AIM: Format the data below as a JSON list of strings, one string for each line, with blank lines omitted. Leave the pictures out of your answer.

※

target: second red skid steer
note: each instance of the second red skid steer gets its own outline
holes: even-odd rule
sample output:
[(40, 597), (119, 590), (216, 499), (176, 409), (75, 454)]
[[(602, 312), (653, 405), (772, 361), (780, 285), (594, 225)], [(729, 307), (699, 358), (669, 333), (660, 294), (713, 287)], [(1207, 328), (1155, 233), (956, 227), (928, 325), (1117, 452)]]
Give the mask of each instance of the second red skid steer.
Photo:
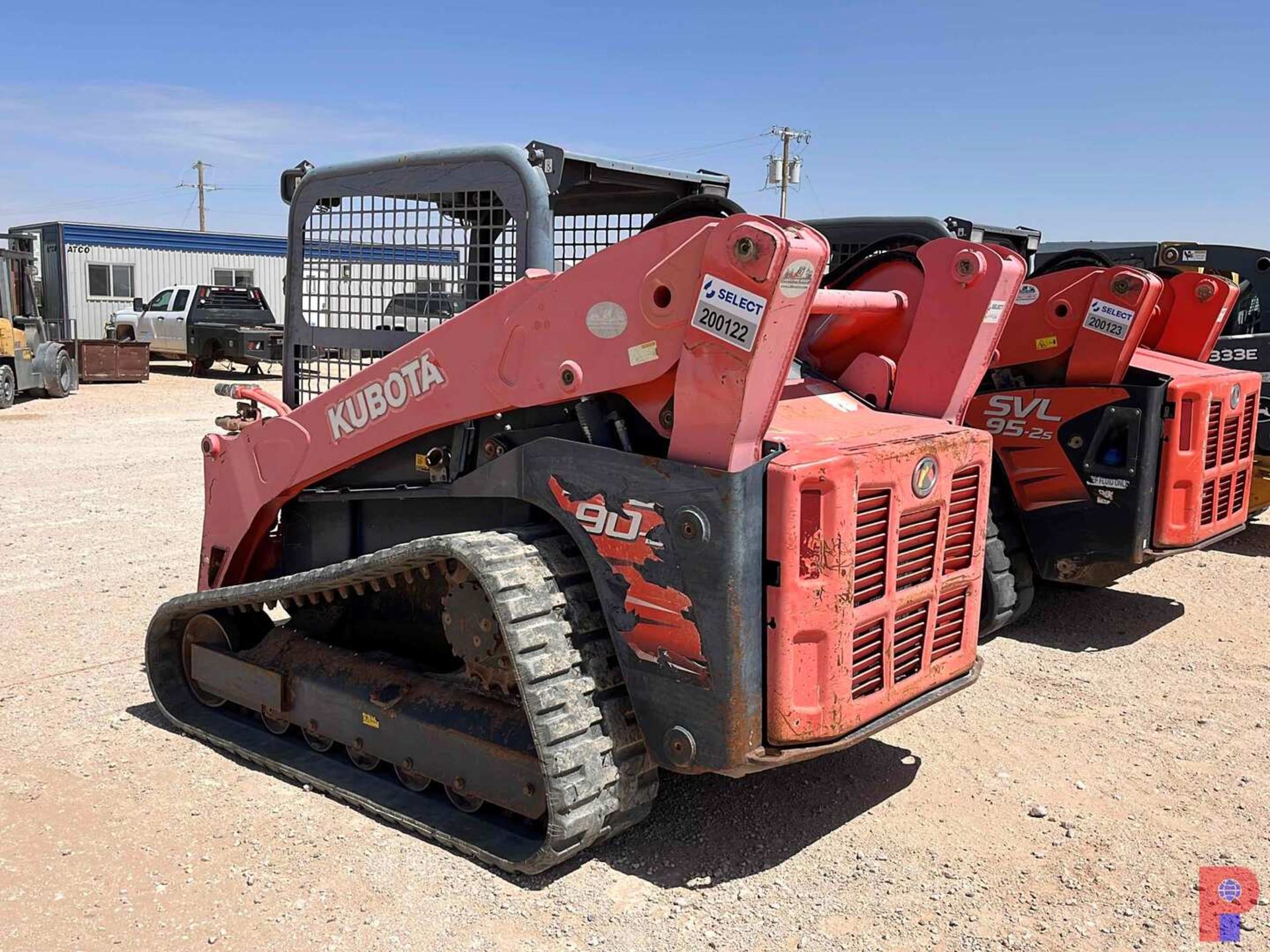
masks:
[[(702, 213), (726, 180), (541, 143), (290, 184), (290, 399), (227, 387), (198, 592), (146, 642), (183, 730), (536, 872), (658, 768), (842, 750), (975, 679), (991, 439), (959, 421), (1019, 256), (947, 239), (919, 288), (823, 291), (815, 230)], [(601, 249), (611, 215), (643, 230)], [(422, 336), (324, 291), (424, 279), (469, 306)], [(813, 315), (911, 329), (861, 364), (889, 411), (801, 372)]]
[[(926, 237), (916, 232), (930, 234), (932, 220), (892, 220), (892, 235), (876, 239), (884, 222), (820, 225), (842, 245), (871, 234), (826, 287), (922, 281)], [(1030, 237), (996, 231), (1002, 242)], [(1077, 253), (1021, 287), (965, 418), (994, 449), (984, 633), (1026, 612), (1034, 572), (1105, 585), (1243, 528), (1261, 381), (1189, 359), (1212, 345), (1237, 293), (1224, 278), (1161, 277)], [(856, 348), (812, 325), (803, 353), (833, 376)]]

※

IN RESPONSE:
[
  "target: second red skid steer",
  "note: each instance of the second red skid steer gets its own outline",
  "holes: even-odd rule",
  "sample output:",
  "[(40, 597), (119, 590), (216, 499), (176, 409), (75, 454)]",
  "[[(602, 312), (653, 405), (772, 361), (780, 285), (594, 225)], [(729, 307), (699, 358), (669, 333), (660, 294), (713, 287)], [(1207, 328), (1155, 233), (956, 227), (928, 325), (1117, 452)]]",
  "Give the mask of each instance of the second red skid steer.",
  "Photo:",
  "masks:",
  "[[(702, 213), (726, 180), (541, 143), (290, 184), (290, 399), (227, 387), (198, 592), (146, 642), (183, 730), (536, 872), (658, 768), (842, 750), (975, 679), (991, 439), (959, 421), (1019, 256), (947, 239), (919, 288), (823, 291), (815, 230)], [(601, 249), (611, 215), (643, 230)], [(422, 336), (324, 291), (424, 279), (469, 306)], [(813, 315), (911, 329), (861, 364), (889, 411), (801, 372)]]",
  "[[(926, 237), (916, 232), (930, 234), (932, 220), (892, 220), (892, 235), (876, 239), (884, 222), (820, 225), (842, 245), (871, 234), (826, 287), (922, 281)], [(1030, 237), (996, 231), (1002, 242)], [(1077, 253), (1021, 287), (965, 418), (994, 449), (984, 633), (1026, 612), (1034, 572), (1105, 585), (1243, 528), (1261, 381), (1189, 359), (1212, 345), (1237, 293), (1224, 278), (1161, 277)], [(856, 348), (812, 325), (803, 353), (833, 376)]]"
]